▶ Brief
Write out all of the items below word for word, keeping every line in its original order.

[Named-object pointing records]
____________

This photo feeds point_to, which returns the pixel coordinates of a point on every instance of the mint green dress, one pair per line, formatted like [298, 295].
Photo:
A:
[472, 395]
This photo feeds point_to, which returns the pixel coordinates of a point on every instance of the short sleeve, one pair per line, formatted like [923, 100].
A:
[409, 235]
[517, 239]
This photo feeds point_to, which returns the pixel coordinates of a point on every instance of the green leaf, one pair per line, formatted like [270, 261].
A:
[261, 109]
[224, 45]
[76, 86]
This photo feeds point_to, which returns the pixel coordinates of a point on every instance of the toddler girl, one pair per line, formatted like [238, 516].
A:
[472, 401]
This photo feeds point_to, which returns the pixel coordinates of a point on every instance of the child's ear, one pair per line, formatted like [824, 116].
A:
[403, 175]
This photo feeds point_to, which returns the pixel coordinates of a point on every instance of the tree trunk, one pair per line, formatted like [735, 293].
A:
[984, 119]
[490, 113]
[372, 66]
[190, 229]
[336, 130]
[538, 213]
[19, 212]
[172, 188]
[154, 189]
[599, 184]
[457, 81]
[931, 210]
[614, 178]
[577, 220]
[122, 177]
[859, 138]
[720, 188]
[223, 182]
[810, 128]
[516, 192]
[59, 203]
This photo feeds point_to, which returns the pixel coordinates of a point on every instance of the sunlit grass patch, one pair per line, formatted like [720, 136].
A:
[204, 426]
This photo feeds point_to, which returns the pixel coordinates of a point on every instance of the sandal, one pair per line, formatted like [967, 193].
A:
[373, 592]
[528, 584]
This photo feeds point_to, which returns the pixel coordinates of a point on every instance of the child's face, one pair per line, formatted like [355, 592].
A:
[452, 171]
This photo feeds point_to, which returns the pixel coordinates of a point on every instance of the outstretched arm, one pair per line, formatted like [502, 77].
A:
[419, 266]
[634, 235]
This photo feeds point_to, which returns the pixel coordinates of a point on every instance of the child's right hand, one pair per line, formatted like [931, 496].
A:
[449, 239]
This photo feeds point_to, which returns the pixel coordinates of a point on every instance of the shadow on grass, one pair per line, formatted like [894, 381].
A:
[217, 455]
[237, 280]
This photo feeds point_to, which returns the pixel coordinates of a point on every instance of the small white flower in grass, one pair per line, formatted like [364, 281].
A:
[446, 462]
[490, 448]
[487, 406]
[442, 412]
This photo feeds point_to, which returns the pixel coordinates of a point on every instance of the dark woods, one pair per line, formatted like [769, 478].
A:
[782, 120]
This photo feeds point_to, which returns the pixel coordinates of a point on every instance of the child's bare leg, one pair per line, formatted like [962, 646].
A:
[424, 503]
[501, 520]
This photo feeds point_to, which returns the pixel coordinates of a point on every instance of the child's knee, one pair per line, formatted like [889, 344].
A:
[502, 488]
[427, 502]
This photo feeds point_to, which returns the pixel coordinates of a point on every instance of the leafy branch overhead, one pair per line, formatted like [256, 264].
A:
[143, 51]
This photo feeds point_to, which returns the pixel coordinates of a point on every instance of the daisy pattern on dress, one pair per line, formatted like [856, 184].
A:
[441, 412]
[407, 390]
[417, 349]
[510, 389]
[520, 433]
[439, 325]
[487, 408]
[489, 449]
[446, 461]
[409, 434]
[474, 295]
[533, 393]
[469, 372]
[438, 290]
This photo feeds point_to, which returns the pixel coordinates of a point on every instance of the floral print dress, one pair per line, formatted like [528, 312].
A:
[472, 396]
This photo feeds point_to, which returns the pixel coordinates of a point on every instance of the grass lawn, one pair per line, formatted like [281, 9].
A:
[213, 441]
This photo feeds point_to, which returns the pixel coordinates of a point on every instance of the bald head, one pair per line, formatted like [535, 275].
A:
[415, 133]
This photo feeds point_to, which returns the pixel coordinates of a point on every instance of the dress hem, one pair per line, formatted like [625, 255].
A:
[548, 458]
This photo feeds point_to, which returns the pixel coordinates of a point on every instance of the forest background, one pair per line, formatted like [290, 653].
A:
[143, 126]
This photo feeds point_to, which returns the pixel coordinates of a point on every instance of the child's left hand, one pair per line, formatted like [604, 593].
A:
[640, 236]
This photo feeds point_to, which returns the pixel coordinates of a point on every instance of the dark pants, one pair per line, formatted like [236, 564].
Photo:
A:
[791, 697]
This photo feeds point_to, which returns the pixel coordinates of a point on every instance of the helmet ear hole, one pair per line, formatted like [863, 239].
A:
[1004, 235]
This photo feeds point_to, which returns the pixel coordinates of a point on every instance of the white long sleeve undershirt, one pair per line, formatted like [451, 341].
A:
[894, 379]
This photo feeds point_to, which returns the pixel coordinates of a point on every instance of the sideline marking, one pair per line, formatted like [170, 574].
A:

____________

▶ Complete output
This photo feeds point_to, which returns the pixel coordinates of a point on every instance of the mint green dress, one pair per line, formatted like [298, 295].
Photo:
A:
[472, 395]
This photo feeds point_to, which returns the pixel coordinates of a point on every instance of the short sleeve, one pair per line, formatted like [923, 100].
A:
[409, 235]
[517, 239]
This photo feeds point_to, which returns the pixel coordinates of a point on every instance of the green leaf, one pair per line, formatted like [270, 261].
A:
[261, 109]
[224, 45]
[76, 86]
This photo feeds point_to, which returns the pixel coordinates of a point on every instance of the toddler girl, one pair per line, formatted like [238, 516].
A:
[472, 401]
This photo feeds point_to, which returns the pixel coordinates of a point on every instance of the child's ear, one pair per line, formatted like [824, 116].
A:
[403, 175]
This photo feeds point_to, which returns the pixel coordinates of a point on every instance of the tree trunk, one pair per line, formatted like [735, 293].
A:
[984, 119]
[490, 113]
[372, 66]
[190, 229]
[336, 130]
[538, 213]
[19, 212]
[172, 188]
[154, 189]
[599, 184]
[457, 81]
[931, 210]
[614, 178]
[577, 220]
[122, 177]
[859, 138]
[720, 188]
[223, 182]
[810, 128]
[516, 192]
[59, 203]
This photo feeds point_to, which returns the pixel coordinates of a point on every instance of the sunlit grass patch, one pair per line, formatted like [720, 136].
A:
[204, 426]
This photo feeds point_to, which returns the pixel coordinates of a point on every instance of the sandal, one pair per line, formatted like [967, 193].
A:
[373, 592]
[528, 584]
This photo feeds point_to, which returns the pixel coordinates of a point on every instance of the child's face, one pair per line, formatted like [355, 592].
A:
[452, 171]
This photo feeds point_to, which returns the pixel coordinates of a point on every instance of the outstretched arm, one pair per line, formatted like [502, 77].
A:
[419, 266]
[634, 235]
This photo feeds point_to, which returns the pixel coordinates of a point on every instance of the child's right hand, one pair per line, formatted like [931, 496].
A:
[449, 239]
This photo feeds point_to, which returns the pixel coordinates of a point on every instance of the shadow on grass, one pair per line, formatted like [894, 381].
A:
[217, 455]
[237, 280]
This photo feeds point_to, which returns the pixel coordinates of a point on every instance of the small white flower in grass, one pair per line, formatted like [364, 281].
A:
[446, 462]
[490, 448]
[487, 406]
[442, 412]
This photo feeds point_to, which returns the pixel coordinates of a point on every instance of the dark woods, one pair per line, formatted like [769, 478].
A:
[782, 120]
This photo feeds point_to, which returns the pixel coordinates of a point on every instance of the child's bare leg, one pair per line, formatted like [962, 646].
A:
[424, 503]
[501, 520]
This photo feeds point_to, which returns the pixel coordinates of a point on every instance of the child's knee, one pair per line, formatted like [889, 344].
A:
[502, 488]
[427, 502]
This photo feeds point_to, which returns the pixel coordinates of a point on every instance of the leafy branch overhead, one pair per line, formatted like [256, 264].
A:
[143, 51]
This photo feeds point_to, which returns the pixel coordinates of a point on every instance of the daisy pattern on dress, one pair per line, formatted like [856, 184].
A:
[441, 412]
[407, 390]
[417, 349]
[510, 389]
[520, 433]
[439, 325]
[487, 408]
[489, 449]
[446, 461]
[409, 434]
[474, 295]
[533, 393]
[469, 372]
[438, 290]
This photo feeds point_to, which returns the pixel coordinates of a point on every instance of the floral print dress, one pair per line, formatted like [528, 312].
A:
[472, 396]
This photo feeds point_to, which returns the pixel coordinates of a point on every instance of the grass lawn, one pair per line, formatted like [281, 9].
A:
[213, 441]
This photo feeds point_to, which returns the pixel coordinates of a point on every instance of the bald head, one pair per line, formatted like [535, 275].
A:
[415, 133]
This photo feeds point_to, which returns the pixel coordinates of a point on every instance of the dress hem, one pair per line, formatted like [625, 255].
A:
[548, 458]
This photo feeds point_to, which returns the pixel coordinates of a point on every instance of the forest background, one pair per line, formatted like [290, 653].
A:
[143, 126]
This photo feeds point_to, which returns the pixel coordinates of a point on every instance of the child's left hand, one pair per line, formatted like [604, 593].
A:
[640, 236]
This photo feeds point_to, which returns the pixel coordinates of a point on every instance of the dark pants, one pair per line, formatted like [236, 564].
Photo:
A:
[791, 697]
This photo feeds point_to, which returns the pixel coordinates of a point on every instance of the helmet ear hole, one pair per line, formatted like [863, 239].
A:
[1004, 235]
This photo feeds point_to, which returns the pixel coordinates of a point on every instance of the white long sleeve undershirt, one pair per line, formatted like [451, 341].
A:
[894, 379]
This photo feeds point_to, which returns the pixel coordinates of a point on every instance of the sideline marking, one pair per line, formatted like [170, 574].
A:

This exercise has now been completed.